→ Problem statement
What is needed is an exact copy of every entry below, minus the images.

(Stored data entries)
■ ■ ■ ■ ■
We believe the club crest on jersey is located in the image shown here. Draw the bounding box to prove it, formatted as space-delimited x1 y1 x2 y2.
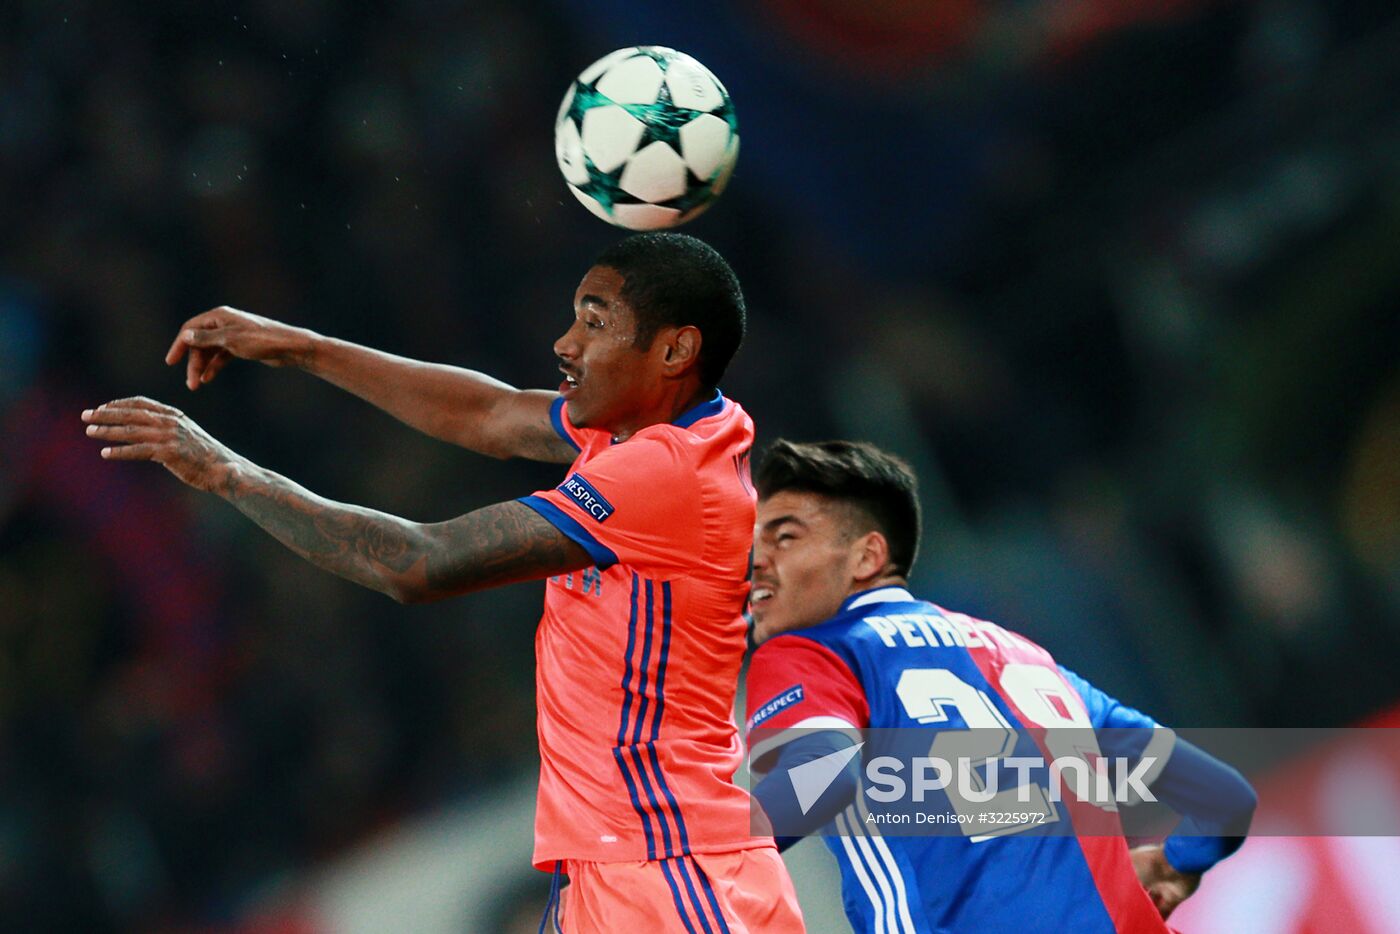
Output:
558 473 614 523
749 684 804 730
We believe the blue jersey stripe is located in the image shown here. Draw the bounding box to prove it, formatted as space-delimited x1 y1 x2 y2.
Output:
631 580 656 745
613 749 655 861
620 578 679 857
647 743 689 853
549 396 582 452
672 857 718 934
658 858 703 934
616 574 640 747
644 581 696 855
672 389 725 428
516 496 617 568
630 744 675 854
642 579 679 854
688 856 733 934
616 578 701 864
650 581 674 742
612 574 658 859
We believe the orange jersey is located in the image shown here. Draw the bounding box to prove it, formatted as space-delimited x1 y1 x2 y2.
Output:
517 391 764 868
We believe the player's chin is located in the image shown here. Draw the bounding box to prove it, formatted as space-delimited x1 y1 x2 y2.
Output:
564 400 592 427
749 608 783 643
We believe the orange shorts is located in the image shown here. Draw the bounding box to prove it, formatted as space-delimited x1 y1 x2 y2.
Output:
552 845 805 934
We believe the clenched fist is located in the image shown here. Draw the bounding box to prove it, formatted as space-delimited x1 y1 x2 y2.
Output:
1131 844 1201 919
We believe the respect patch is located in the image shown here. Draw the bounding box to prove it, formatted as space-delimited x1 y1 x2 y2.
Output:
748 684 805 730
558 473 615 523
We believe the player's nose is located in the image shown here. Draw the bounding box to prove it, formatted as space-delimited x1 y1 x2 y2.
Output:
553 321 582 360
750 544 771 572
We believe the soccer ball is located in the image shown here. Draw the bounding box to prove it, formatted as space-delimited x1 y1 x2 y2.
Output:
554 47 739 230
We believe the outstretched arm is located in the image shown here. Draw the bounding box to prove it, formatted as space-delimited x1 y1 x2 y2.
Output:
82 397 592 602
165 306 576 463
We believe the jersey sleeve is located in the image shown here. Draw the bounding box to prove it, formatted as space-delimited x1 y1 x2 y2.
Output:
1065 666 1257 872
1058 665 1162 730
1059 665 1176 791
548 397 587 454
517 432 700 572
745 635 869 773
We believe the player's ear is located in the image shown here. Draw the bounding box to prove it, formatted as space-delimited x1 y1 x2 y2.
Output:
661 325 702 377
851 530 891 584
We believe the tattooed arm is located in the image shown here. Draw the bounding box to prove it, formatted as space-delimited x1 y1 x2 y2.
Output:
82 397 592 602
223 464 590 601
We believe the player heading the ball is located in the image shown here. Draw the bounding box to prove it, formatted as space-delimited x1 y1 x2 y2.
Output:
82 233 804 934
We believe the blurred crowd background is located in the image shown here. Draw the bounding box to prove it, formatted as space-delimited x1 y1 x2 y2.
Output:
3 0 1398 930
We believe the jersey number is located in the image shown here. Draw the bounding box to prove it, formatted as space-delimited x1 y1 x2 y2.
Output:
894 663 1108 840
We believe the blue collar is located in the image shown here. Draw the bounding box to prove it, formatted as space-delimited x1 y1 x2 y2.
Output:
672 388 725 428
840 585 916 614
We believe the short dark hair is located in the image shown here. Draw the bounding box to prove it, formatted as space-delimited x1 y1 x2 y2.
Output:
755 439 921 577
593 233 745 387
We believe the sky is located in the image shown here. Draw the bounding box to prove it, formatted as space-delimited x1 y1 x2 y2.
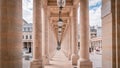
■ ■ ■ ■ ■
→ Task solution
We believe the club crest on jersey is located in the image shown here. Draw the bounding box to prove it, formatted as space-delimited x1 y1 x2 y2.
Output:
558 473 614 523
749 684 804 730
We believe the blue jersey stripe is located in the image shown here. Draw the bounding box to prove it, formatted as space-delimited x1 y1 x2 y2.
Output:
631 580 656 745
613 749 655 861
620 578 679 857
647 743 689 853
549 396 582 452
672 857 718 934
658 858 703 934
616 574 640 747
644 581 696 855
672 389 725 428
516 496 617 568
630 744 675 854
642 579 679 854
688 856 733 934
616 578 701 864
650 581 674 742
612 574 658 859
We believe the orange jersey is located in the image shown here. Draw the bounding box to prove it, formatted as space-delimited x1 y1 x2 y2.
Output:
517 391 764 868
We believe the player's chin is located in the image shown here. Draw the bounding box to prove it, formatted as space-delimited x1 y1 x2 y2.
Output:
564 400 592 427
749 608 783 643
We believe the orange shorts is located in the image shown here. Draw the bounding box to prove it, formatted as space-delimited x1 y1 x2 y2.
Output:
552 845 805 934
We believe the clenched fist is located in the image shown here. Draw the bounding box to prove it, formatted as space-delimited x1 y1 x2 y2.
Output:
1131 844 1201 919
We believe the respect patch is located in the image shown here. Draw the bounding box to prove it, formatted as space-delimited x1 y1 x2 y2.
Output:
748 684 805 730
558 473 615 523
We believe the player's nose is located in the image shown here. Draw the bounding box to prove it, formatted as space-delimited x1 y1 x2 y2.
Output:
553 321 582 360
750 544 771 572
We believe the soccer ball is located in the image shown here. Draw the bounding box to prove it, formatted as space-delimited x1 y1 x2 y2.
Output:
554 47 739 230
We believe the outstretched arm is located in the image shown here. Draw the bounding box to prove it, formatted as space-delimited x1 y1 x2 y2.
Output:
82 397 592 602
165 306 576 463
We believe the jersey sleeve is located in the image shown here. Draw the bounding box to prove it, formatted as space-delimited x1 y1 x2 y2.
Output:
1065 666 1257 872
1058 665 1162 730
1059 665 1176 791
548 397 587 454
517 432 700 572
745 635 869 773
We believe the player's ear is located in the image shown here. Draw the bounding box to prove it, formatted as space-delimited x1 y1 x2 y2.
Output:
661 325 702 377
851 530 891 584
We believe the tattooed arm is located in the image shown here. Draw the bounding box to prove it, formatted as space-delimited x1 y1 x2 y2.
Output:
82 397 592 602
223 464 590 601
We believe the player heading the ball is located in the image shown here. Draw the bounding box to prove it, formatted as space-delimited x1 y1 x2 y2.
Output:
82 233 804 934
We believe the blurred crowd background is located in the image shown here. Draw the bounding box to prove it, formatted as space-delimited x1 y1 x2 y2.
Output:
3 0 1398 930
We believe the jersey number is located in the image shown here. Draw the bounding box to prove it, formatted as space-delimited x1 y1 x2 y2.
Output:
894 663 1108 840
We believe the blue collar is located in the image shown here. Draw the bounding box to prove it, formatted as space-delimited x1 y1 x2 y2.
Output:
672 388 725 428
840 585 916 614
We believe the short dark hair is located in the image shown here. Draw the bounding box to prove it, formatted as space-delimited x1 y1 x2 y2.
Output:
755 439 921 577
593 233 745 387
We believe the sky is located in the image shown here. Draw the bounding box to prove it, formatted as space-delimited x1 y1 x2 y2.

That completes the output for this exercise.